**GIVEN PROBLEM A**
Extract from the records every line from the one that contains "Put a dot on each instance of the black hat" through the end of the records, reproducing each word for word. Leave the pictures out of your answer.

------ SELECTED EXTRACT

Feature: Enhanced AutoSave browsing; Page vs Media distinction.

Author Message
ToolmakerSteve 12/25/2004 12:11 pm
Here is a feature I`d like to see in OEP:

A. While AutoSave browsing, a button to force download of all links 1 away [IMG tags TWO away].


Goal: Speed-up surfing to following pages;
PLUS in the background acquire all the large media / archives referenced by this page.


Solution: Sort the URLs into the following categories, and download in this order:

1) .html pages [so you`ve immediately got the "outline" of each level-1 page].

2) IMG tags TWO away, Per .html page, IMG tags & whatever else is needed to display that page [so if you stare at level-0 page long enough, the first few level-1 pages get completely loaded].

3) .php pages that have no "?xxx" part of the url. These are typically "normal" html pages [as contrasted with media / archives for downloading].

------------
------ DATA EXCERPTS

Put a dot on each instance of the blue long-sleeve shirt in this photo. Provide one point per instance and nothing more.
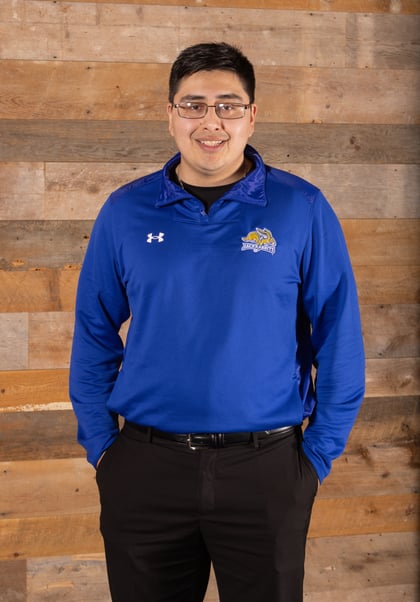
(229, 312)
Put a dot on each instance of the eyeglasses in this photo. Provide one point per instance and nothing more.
(198, 110)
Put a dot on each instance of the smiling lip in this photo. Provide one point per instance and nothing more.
(211, 143)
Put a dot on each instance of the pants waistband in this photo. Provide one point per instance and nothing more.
(211, 440)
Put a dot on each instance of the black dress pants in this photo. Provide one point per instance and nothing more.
(167, 512)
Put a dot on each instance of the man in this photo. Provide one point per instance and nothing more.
(237, 282)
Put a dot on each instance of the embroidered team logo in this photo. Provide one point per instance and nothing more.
(258, 240)
(157, 237)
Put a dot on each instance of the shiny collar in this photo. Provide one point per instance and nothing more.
(250, 189)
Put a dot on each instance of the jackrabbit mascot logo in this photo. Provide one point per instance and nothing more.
(258, 240)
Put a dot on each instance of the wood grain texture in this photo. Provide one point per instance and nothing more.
(368, 567)
(76, 190)
(44, 289)
(55, 243)
(105, 91)
(61, 534)
(394, 7)
(149, 142)
(393, 420)
(83, 110)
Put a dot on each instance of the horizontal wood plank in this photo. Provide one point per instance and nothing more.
(394, 7)
(75, 533)
(63, 191)
(44, 289)
(30, 244)
(106, 92)
(382, 421)
(39, 289)
(149, 142)
(381, 567)
(391, 330)
(67, 486)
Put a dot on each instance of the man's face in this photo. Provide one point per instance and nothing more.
(212, 149)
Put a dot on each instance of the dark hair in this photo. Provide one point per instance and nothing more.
(212, 56)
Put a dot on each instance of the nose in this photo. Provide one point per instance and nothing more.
(210, 119)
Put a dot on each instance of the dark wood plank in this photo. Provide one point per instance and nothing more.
(391, 330)
(28, 244)
(387, 421)
(322, 93)
(381, 568)
(13, 580)
(61, 534)
(39, 244)
(131, 141)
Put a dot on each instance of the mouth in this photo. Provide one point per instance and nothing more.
(211, 143)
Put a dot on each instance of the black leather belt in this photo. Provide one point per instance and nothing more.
(212, 440)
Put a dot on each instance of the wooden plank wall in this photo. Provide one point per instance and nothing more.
(82, 110)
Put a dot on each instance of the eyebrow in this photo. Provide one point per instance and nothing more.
(220, 97)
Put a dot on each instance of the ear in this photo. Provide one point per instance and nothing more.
(252, 113)
(170, 112)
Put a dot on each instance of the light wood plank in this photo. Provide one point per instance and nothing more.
(44, 289)
(75, 533)
(387, 421)
(149, 142)
(43, 244)
(14, 341)
(382, 42)
(382, 567)
(388, 284)
(50, 337)
(67, 486)
(364, 6)
(22, 390)
(397, 376)
(106, 92)
(383, 242)
(78, 190)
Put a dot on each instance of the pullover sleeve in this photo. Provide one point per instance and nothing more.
(97, 350)
(330, 300)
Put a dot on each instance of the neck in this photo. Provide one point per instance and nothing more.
(240, 173)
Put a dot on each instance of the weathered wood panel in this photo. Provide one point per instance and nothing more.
(42, 340)
(43, 289)
(105, 91)
(67, 486)
(63, 191)
(382, 421)
(381, 568)
(342, 119)
(149, 142)
(391, 330)
(61, 534)
(55, 243)
(395, 7)
(39, 289)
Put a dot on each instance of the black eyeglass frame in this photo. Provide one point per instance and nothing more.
(216, 107)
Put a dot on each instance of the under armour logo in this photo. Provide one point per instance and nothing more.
(158, 237)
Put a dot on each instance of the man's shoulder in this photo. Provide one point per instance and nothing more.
(143, 185)
(288, 180)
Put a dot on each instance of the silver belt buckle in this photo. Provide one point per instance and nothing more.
(189, 443)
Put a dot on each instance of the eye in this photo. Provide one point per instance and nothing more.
(194, 106)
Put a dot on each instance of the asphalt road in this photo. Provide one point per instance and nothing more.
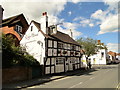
(106, 77)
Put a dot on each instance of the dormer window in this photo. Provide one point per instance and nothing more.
(18, 29)
(52, 29)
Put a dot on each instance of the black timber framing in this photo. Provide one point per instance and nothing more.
(65, 56)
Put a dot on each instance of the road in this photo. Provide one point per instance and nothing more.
(106, 77)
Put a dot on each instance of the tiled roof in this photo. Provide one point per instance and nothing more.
(112, 53)
(38, 26)
(64, 37)
(11, 20)
(58, 36)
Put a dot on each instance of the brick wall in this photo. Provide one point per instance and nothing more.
(16, 74)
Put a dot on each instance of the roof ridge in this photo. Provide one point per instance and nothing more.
(13, 16)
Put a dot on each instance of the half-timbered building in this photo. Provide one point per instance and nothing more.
(15, 26)
(55, 50)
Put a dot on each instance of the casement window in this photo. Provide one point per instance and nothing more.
(72, 47)
(102, 54)
(18, 29)
(49, 43)
(59, 61)
(31, 28)
(60, 45)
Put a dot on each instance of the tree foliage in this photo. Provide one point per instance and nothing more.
(14, 56)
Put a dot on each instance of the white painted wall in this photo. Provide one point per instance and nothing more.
(34, 42)
(118, 56)
(83, 61)
(99, 58)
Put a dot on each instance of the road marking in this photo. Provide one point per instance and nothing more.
(92, 78)
(118, 87)
(62, 78)
(75, 85)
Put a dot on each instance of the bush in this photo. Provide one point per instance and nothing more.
(14, 56)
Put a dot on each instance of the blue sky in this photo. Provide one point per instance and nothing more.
(97, 20)
(85, 9)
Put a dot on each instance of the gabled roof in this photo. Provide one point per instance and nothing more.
(112, 53)
(12, 20)
(58, 36)
(38, 26)
(64, 37)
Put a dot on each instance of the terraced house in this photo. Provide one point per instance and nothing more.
(56, 51)
(15, 26)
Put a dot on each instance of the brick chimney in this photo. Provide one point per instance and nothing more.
(1, 14)
(44, 23)
(99, 42)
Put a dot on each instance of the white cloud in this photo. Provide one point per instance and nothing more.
(91, 25)
(75, 1)
(108, 19)
(65, 28)
(113, 47)
(109, 25)
(32, 10)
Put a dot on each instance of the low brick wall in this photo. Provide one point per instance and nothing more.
(15, 74)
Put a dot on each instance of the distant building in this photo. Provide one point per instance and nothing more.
(101, 56)
(112, 56)
(15, 26)
(56, 51)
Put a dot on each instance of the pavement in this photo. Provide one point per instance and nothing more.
(48, 78)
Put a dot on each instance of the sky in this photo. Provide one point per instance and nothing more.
(97, 19)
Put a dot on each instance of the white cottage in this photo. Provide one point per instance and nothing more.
(55, 50)
(101, 57)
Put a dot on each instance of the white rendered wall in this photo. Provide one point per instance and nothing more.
(98, 58)
(34, 42)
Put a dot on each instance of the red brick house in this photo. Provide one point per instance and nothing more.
(15, 26)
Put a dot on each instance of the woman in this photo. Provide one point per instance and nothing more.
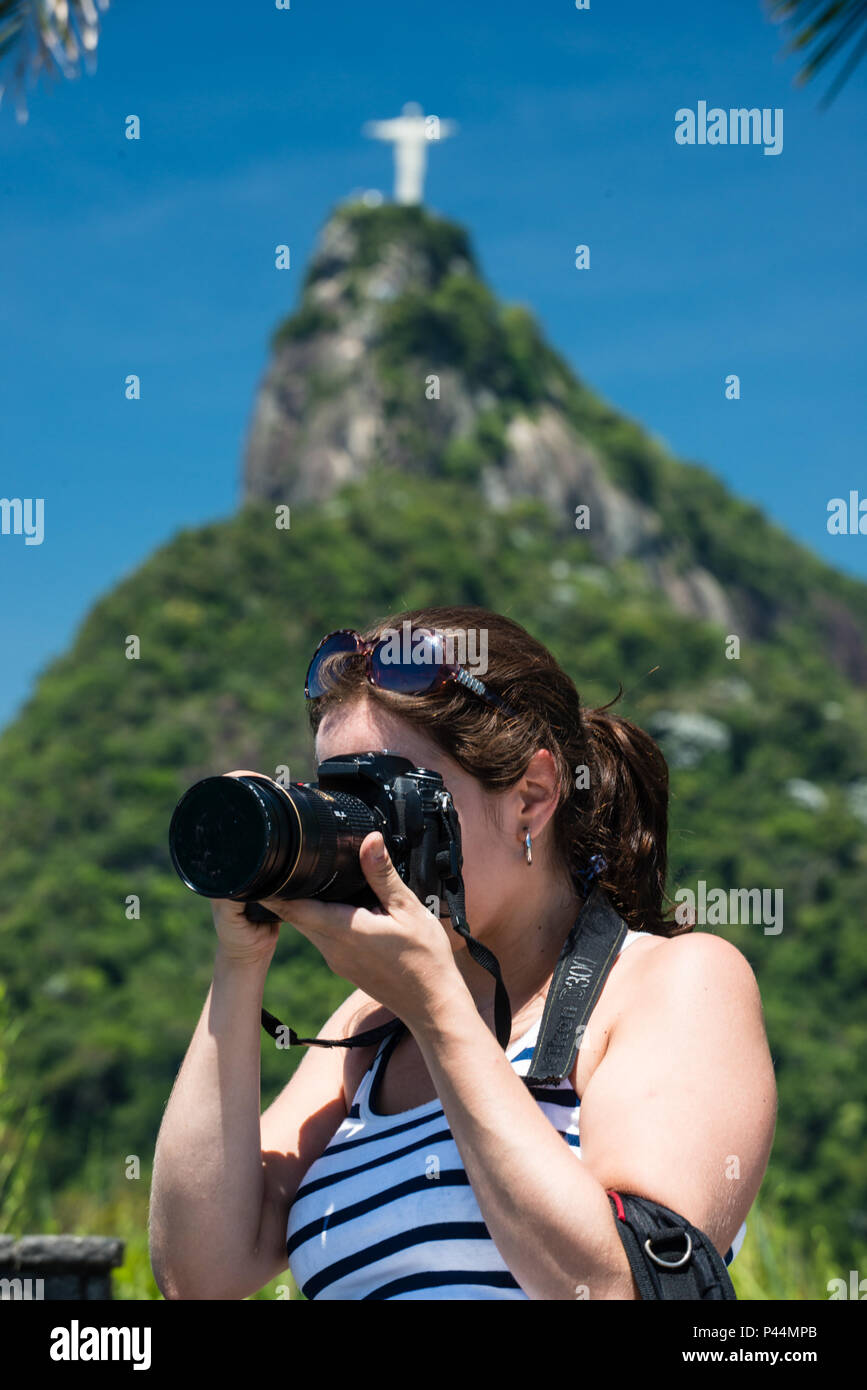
(425, 1168)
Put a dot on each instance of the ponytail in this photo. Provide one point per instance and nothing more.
(624, 818)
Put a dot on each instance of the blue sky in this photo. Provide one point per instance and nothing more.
(157, 256)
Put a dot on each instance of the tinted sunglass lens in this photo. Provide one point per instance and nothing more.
(409, 665)
(328, 662)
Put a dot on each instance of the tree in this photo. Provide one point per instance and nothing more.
(824, 29)
(52, 35)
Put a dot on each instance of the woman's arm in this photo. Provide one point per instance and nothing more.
(680, 1109)
(224, 1179)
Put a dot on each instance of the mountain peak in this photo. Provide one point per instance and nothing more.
(400, 357)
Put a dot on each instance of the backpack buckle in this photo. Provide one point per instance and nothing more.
(670, 1264)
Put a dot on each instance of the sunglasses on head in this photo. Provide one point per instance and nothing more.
(418, 666)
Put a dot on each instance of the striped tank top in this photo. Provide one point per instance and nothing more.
(388, 1209)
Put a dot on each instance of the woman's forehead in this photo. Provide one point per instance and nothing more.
(364, 727)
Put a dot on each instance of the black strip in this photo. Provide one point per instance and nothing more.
(552, 1097)
(488, 1278)
(441, 1230)
(588, 954)
(446, 1178)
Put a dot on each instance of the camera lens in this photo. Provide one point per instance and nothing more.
(249, 838)
(225, 834)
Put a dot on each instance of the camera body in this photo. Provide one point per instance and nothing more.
(250, 838)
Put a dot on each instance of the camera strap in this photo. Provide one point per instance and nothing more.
(588, 954)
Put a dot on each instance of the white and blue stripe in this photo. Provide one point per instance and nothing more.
(388, 1209)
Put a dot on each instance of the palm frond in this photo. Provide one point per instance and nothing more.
(821, 31)
(53, 36)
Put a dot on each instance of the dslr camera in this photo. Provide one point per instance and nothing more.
(250, 838)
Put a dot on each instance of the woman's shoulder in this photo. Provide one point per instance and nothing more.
(692, 961)
(692, 968)
(361, 1012)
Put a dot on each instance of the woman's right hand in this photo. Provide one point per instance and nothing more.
(241, 940)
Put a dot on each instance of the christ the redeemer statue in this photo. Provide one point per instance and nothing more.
(410, 134)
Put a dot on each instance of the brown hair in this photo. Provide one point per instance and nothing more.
(617, 809)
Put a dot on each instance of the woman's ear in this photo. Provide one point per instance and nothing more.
(538, 791)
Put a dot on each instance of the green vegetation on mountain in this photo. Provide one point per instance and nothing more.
(106, 957)
(228, 616)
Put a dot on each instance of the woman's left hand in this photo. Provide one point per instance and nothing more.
(399, 954)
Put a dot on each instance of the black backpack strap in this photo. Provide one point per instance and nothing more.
(588, 954)
(670, 1257)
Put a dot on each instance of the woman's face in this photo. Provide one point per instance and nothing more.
(492, 854)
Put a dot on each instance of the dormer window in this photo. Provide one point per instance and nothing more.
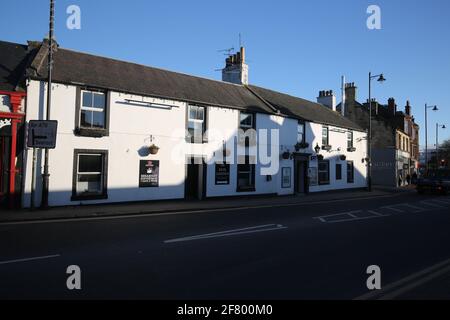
(91, 113)
(196, 126)
(246, 121)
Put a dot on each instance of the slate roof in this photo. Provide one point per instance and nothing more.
(13, 61)
(73, 67)
(76, 68)
(307, 110)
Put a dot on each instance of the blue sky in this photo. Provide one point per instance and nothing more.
(297, 47)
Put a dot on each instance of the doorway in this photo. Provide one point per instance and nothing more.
(195, 184)
(5, 149)
(301, 176)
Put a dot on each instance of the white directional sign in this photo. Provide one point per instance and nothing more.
(42, 134)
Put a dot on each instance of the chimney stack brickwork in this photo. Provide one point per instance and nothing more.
(327, 98)
(236, 70)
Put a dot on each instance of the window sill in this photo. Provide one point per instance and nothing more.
(89, 197)
(92, 133)
(248, 189)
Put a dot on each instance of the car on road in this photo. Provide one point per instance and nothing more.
(435, 181)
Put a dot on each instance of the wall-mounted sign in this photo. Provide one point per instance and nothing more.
(338, 130)
(149, 174)
(313, 177)
(42, 134)
(222, 174)
(286, 177)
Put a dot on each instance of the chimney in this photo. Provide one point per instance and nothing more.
(392, 107)
(408, 108)
(350, 92)
(375, 106)
(236, 70)
(328, 99)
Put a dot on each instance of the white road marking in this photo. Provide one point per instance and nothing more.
(439, 201)
(150, 214)
(417, 209)
(229, 233)
(402, 285)
(349, 213)
(394, 208)
(378, 214)
(29, 259)
(354, 219)
(433, 205)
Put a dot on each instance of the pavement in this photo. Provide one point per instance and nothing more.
(155, 207)
(311, 250)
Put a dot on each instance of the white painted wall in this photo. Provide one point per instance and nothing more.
(130, 129)
(338, 140)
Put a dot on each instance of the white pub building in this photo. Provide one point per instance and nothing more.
(128, 132)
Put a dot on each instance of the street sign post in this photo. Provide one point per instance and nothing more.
(42, 134)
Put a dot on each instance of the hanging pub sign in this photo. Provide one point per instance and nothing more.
(222, 174)
(149, 174)
(286, 178)
(313, 176)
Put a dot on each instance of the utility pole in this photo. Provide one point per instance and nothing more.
(46, 175)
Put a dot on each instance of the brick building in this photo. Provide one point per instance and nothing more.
(395, 137)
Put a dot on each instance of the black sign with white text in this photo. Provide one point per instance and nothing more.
(42, 134)
(149, 174)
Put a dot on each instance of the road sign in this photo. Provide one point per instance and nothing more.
(42, 134)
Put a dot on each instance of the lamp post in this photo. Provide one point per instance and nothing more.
(435, 108)
(438, 126)
(46, 174)
(369, 140)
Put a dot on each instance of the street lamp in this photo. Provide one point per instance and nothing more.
(435, 108)
(380, 79)
(438, 126)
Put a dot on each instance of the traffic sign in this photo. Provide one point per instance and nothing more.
(42, 134)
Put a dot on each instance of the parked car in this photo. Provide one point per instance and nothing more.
(435, 181)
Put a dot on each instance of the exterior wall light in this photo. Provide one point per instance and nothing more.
(317, 149)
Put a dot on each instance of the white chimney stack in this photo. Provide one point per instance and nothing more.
(236, 70)
(328, 99)
(344, 98)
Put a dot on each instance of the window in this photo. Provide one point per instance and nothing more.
(90, 173)
(301, 132)
(247, 124)
(338, 171)
(92, 113)
(196, 123)
(350, 172)
(246, 175)
(324, 172)
(349, 140)
(246, 121)
(325, 136)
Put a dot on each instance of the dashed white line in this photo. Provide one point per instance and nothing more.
(417, 209)
(229, 233)
(394, 208)
(29, 259)
(378, 214)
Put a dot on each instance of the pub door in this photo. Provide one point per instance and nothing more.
(301, 176)
(5, 152)
(195, 179)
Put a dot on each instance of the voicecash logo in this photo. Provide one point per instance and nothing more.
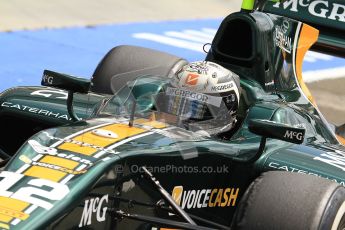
(205, 198)
(318, 8)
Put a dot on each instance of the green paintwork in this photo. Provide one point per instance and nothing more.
(269, 96)
(327, 16)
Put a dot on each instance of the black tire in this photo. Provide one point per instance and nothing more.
(283, 200)
(125, 63)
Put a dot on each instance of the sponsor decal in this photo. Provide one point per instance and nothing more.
(336, 159)
(54, 152)
(80, 143)
(35, 110)
(104, 133)
(216, 101)
(293, 135)
(222, 87)
(205, 198)
(26, 160)
(199, 67)
(288, 168)
(192, 79)
(282, 40)
(51, 93)
(39, 192)
(94, 206)
(4, 226)
(13, 213)
(318, 8)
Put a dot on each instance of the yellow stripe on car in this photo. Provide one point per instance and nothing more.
(12, 208)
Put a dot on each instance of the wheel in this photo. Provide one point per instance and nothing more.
(124, 63)
(283, 200)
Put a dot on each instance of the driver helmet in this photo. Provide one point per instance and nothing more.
(204, 96)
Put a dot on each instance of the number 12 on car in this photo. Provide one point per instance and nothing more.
(34, 192)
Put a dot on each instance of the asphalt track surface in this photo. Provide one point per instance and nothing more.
(37, 14)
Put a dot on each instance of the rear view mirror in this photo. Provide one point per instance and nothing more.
(69, 83)
(277, 130)
(66, 82)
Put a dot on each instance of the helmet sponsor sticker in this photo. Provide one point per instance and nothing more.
(212, 100)
(222, 87)
(192, 79)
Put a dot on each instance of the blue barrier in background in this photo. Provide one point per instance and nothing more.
(77, 51)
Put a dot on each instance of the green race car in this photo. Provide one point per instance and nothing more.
(101, 154)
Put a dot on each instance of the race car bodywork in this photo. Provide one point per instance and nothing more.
(123, 166)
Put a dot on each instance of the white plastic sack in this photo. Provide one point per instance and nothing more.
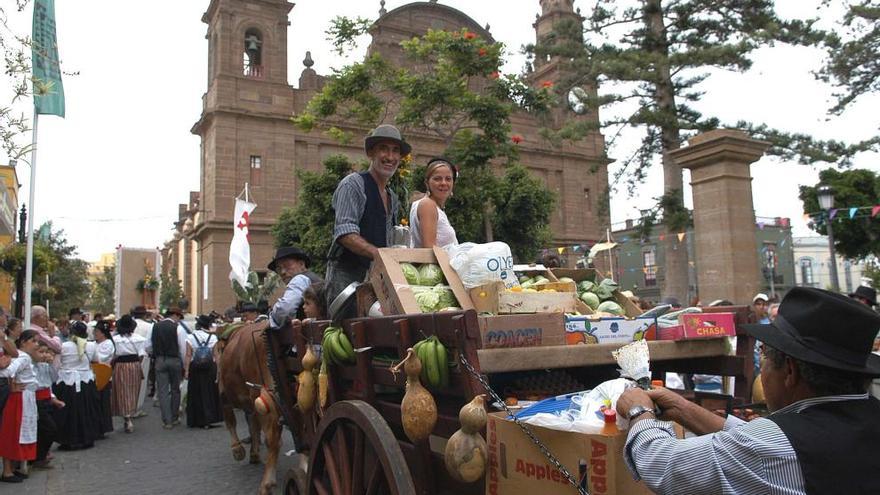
(478, 264)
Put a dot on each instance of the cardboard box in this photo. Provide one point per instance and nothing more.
(539, 329)
(517, 466)
(533, 270)
(708, 325)
(394, 292)
(495, 298)
(700, 326)
(587, 330)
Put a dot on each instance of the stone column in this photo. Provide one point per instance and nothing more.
(726, 261)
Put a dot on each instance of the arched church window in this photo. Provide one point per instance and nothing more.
(253, 53)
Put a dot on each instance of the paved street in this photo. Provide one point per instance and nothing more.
(152, 460)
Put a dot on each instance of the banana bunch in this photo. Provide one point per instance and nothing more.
(435, 365)
(336, 346)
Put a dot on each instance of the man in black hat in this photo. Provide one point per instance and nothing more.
(865, 295)
(167, 344)
(823, 435)
(292, 265)
(366, 211)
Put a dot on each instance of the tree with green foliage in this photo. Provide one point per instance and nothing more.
(651, 58)
(256, 290)
(102, 295)
(451, 89)
(309, 224)
(858, 237)
(67, 285)
(853, 58)
(170, 290)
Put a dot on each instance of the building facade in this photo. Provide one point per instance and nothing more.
(246, 136)
(639, 260)
(812, 259)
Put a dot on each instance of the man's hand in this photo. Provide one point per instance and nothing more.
(631, 398)
(671, 404)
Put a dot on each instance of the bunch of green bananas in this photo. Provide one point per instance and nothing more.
(336, 346)
(435, 367)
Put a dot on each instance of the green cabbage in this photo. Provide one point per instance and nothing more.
(428, 301)
(605, 289)
(591, 300)
(411, 273)
(430, 274)
(586, 286)
(611, 307)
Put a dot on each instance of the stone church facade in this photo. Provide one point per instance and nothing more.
(246, 137)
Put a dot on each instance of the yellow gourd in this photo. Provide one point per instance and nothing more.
(305, 394)
(418, 409)
(466, 452)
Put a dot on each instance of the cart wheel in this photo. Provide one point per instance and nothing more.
(296, 479)
(356, 452)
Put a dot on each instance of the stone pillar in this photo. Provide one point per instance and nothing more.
(726, 261)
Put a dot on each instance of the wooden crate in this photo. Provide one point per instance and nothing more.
(494, 298)
(393, 291)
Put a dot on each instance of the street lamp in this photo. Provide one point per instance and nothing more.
(826, 202)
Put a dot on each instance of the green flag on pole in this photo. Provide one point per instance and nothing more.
(48, 91)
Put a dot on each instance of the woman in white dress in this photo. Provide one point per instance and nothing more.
(104, 353)
(128, 375)
(18, 429)
(429, 225)
(78, 422)
(202, 395)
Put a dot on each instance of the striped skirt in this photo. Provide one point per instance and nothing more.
(127, 378)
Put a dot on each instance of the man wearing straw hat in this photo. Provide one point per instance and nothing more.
(823, 435)
(366, 211)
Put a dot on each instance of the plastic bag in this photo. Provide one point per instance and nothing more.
(478, 264)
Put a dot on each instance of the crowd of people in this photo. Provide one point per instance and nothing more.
(63, 381)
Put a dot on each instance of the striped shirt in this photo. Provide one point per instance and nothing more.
(745, 457)
(349, 202)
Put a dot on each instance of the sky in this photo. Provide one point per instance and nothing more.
(114, 170)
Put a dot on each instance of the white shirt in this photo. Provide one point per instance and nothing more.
(445, 232)
(130, 344)
(76, 369)
(204, 337)
(105, 351)
(143, 328)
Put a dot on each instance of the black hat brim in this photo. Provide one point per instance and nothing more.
(371, 141)
(782, 339)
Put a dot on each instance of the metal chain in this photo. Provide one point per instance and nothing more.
(544, 450)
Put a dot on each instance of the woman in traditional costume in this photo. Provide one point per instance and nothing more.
(78, 422)
(18, 430)
(128, 376)
(104, 353)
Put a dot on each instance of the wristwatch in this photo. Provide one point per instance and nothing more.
(636, 411)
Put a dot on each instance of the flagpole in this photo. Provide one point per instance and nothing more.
(29, 263)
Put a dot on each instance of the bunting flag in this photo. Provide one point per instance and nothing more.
(48, 90)
(239, 248)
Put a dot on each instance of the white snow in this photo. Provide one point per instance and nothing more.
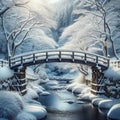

------------

**GIVEN PROBLEM B**
Reproduce the feature request thread word for word, beginning at the words "Goal: Speed-up surfing" and stopping after "archives for downloading].".

**COMPLETE ANSWER A**
Put a dot on each instance of the black hat brim in this photo. Provide one point per instance and nothing more.
(371, 141)
(782, 339)
Put a dot on each instance of the metal chain in this photo. Provide one point per instance and nothing more.
(544, 450)
Put a dot on each instance of the woman in traditional costume in this photo. Provide one point per instance and nothing more.
(78, 422)
(18, 430)
(128, 376)
(104, 353)
Put a dot on each instance of the wristwatch in this photo. Provide one point per instance and nothing more.
(636, 411)
Put a dot on each instance of the flagpole in this photo. Provide one point per instance and nothing more.
(29, 263)
Put a dot on each instance of the bunting flag in this photo. Provide one point per instance and nothing more.
(48, 90)
(239, 248)
Put a dot on each instance of the white snow in this photo. Provide one point per instance and nothing more.

**COMPLETE ANSWER B**
Goal: Speed-up surfing to following pages;
PLUS in the background acquire all the large media / archives referenced by this page.


Solution: Sort the URLs into the following categories, and download in this order:

1) .html pages [so you`ve immediately got the "outline" of each level-1 page].

2) IMG tags TWO away, Per .html page, IMG tags & whatever else is needed to display that page [so if you stare at level-0 page long enough, the first few level-1 pages get completely loaded].

3) .php pages that have no "?xxx" part of the url. These are typically "normal" html pages [as contrasted with media / archives for downloading].